Text under study ->

# NE Arborist Sales Position?



## Treehugger07 (Aug 26, 2007)

Hello people:
What is the quickest way for an arborist to obtain a sales position with an industry leader(Davey,Bartlett,Care of Tree)? How long can one expect to train for the position? What can a successful sales arborist bring in annually? How does earning potential vary between West and East coast? Does any one company offer a greater potential for success over the others?:biggrinbounce2:


----------



## NYCHA FORESTER (Aug 27, 2007)

Treehugger07 said:


> Hello people:
> What is the quickest way for an arborist to obtain a sales position with an industry leader(Davey,Bartlett,Care of Tree)? How long can one expect to train for the position? What can a successful sales arborist bring in annually? How does earning potential vary between West and East coast? Does any one company offer a greater potential for success over the others?:biggrinbounce2:




The most successful Salesman are the ones that sell in the most affluent areas, work the longest hours (everyday), and are the most crooked. 

Yes, Yes, Yes, they claim to be honest and look out for their clients best interest.... as long as it involves putting money in the Co.s pocket too.
By the time they get threw with them their trees look like spider webs (from all the cables and "Lightning Protection", their is not one viable leaf between the Main Stem and the beginning of the crown and the closes body of water is green from all the nitrogen they have been pumping into the ground.

It has absolutely nothing to do with knowledge of trees... just buzz words and a reassuring smile.

Sorry to sound so pessimistic :biggrinbounce2:


----------



## woodville (Aug 27, 2007)

Just call 1-800-sellmysoul, or log on to ISOLDMYSOUL.COM, or better yet sacrifice a bunch of kittens down at the nearest cross road at midnight while playing Black Sabbath back wards. Really it's just timing and being in the right place at the right time. Any of the large company's will tell you that you don't need to know allot about arboriculture you just have to know how to sell, end of story. All of the large company's follow the same set of sales aptitude test and questionnaires to see if you fit the profile. Do a little research on what areas have the highest per capita income or property values and start their. All of the larger company's advertise for sales openings when thay come up but I recommend calling both corporate headquarters and regional offices to see if thay have any openings that might be coming up. Usually thay grind new sales reps to hamburger right quick until thay find a "winner" so odds are if thay just filled a position it might open up again shortly.

Entries provided ->

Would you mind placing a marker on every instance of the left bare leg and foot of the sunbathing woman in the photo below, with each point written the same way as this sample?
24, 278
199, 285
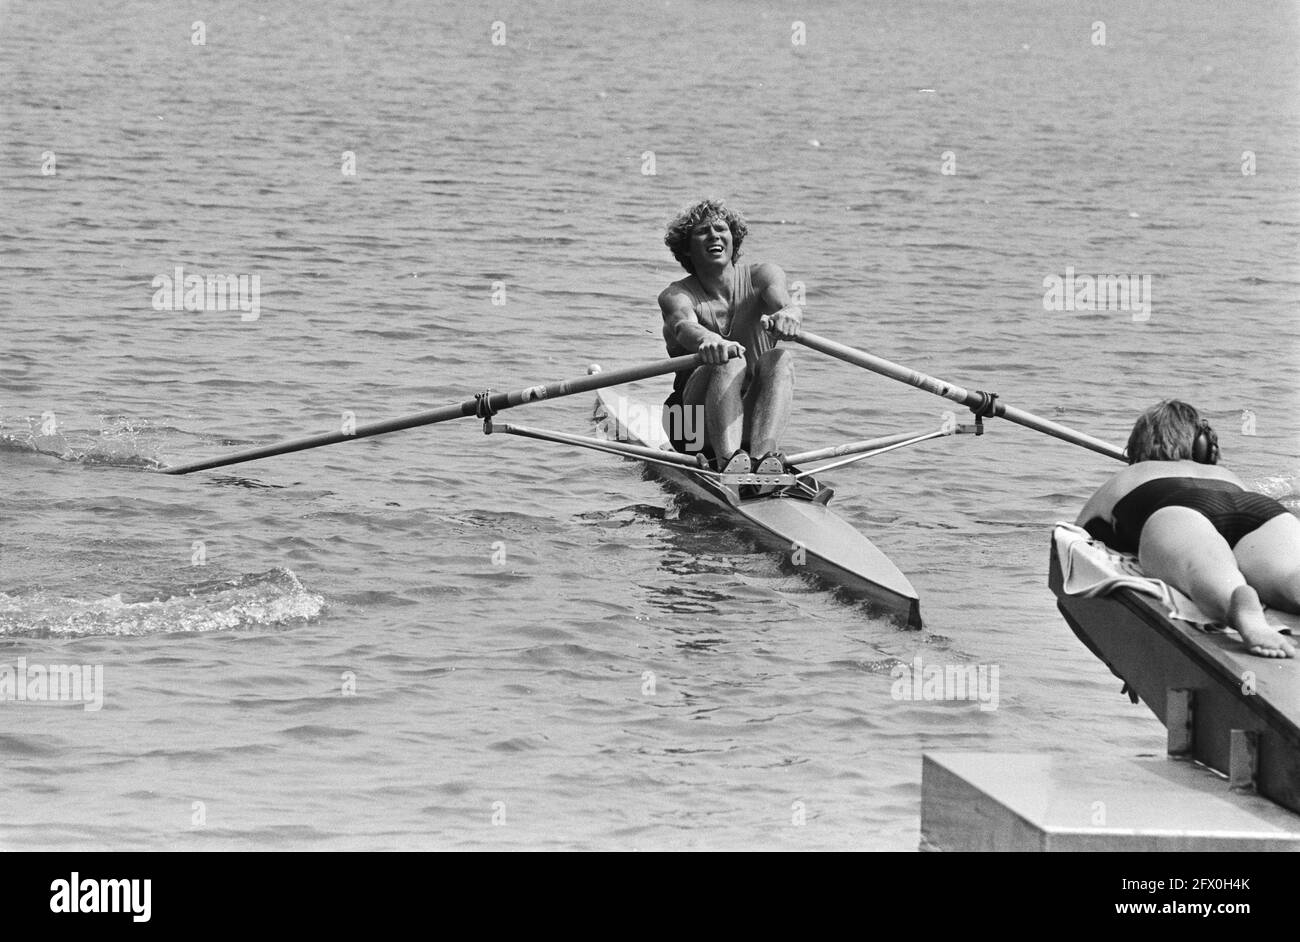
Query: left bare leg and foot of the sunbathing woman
1182, 548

Activity 1 -> In the opening post of the forum thread on arborist sales positions, list every question that Treehugger07 asks.
Activity 2 -> Carry on the forum thread on arborist sales positions from the point at which it stops.
The entries are material separate from the forum thread on arborist sales positions.

Task result 1 ->
1. What is the quickest way for an arborist to obtain a sales position with an industry leader (Davey, Bartlett, Care of Tree)?
2. How long can one expect to train for the position?
3. What can a successful sales arborist bring in annually?
4. How does earning potential vary between West and East coast?
5. Does any one company offer a greater potential for success over the others?

Task result 2 ->
----------



## Thillmaine (Aug 27, 2007)

*At least 3 yrs exp in the field*

I would say first of all you need at least 3 years in the field to be a salesman with some sort of competence regarding horticulture, etc.. All of our salesman must first pass the ISA test to become a salesman. Sure sometimes they have us doing some things that are pretty stpuipid, but you have to figure the general public is pretty stupid when it comes to trees so I cant get mad about it. I would say similar to what NYCHA forester says. YOu need to conform to clients schedules and work in affluent areas. Many of our affluent clients dont ge tout of work until late and then expecrt you to be at their house waiting when they get home. We have on salesman who has over 1000 clients in one town. Hs is not a bad guy, I actually like him the best out of all of our salesman. He was a sick climber in his day and just tranmsitioned smoothly into sales. I think it takes patience and experience... MOre the patience then anything.. SOmetimes I hear people talking to the salesman and I am like ":wow if I wad to talk to this woman Iw ould probably stangle her." We arent a big name like davey or anything but I think that my ocmpany is pretty well known in our particular area...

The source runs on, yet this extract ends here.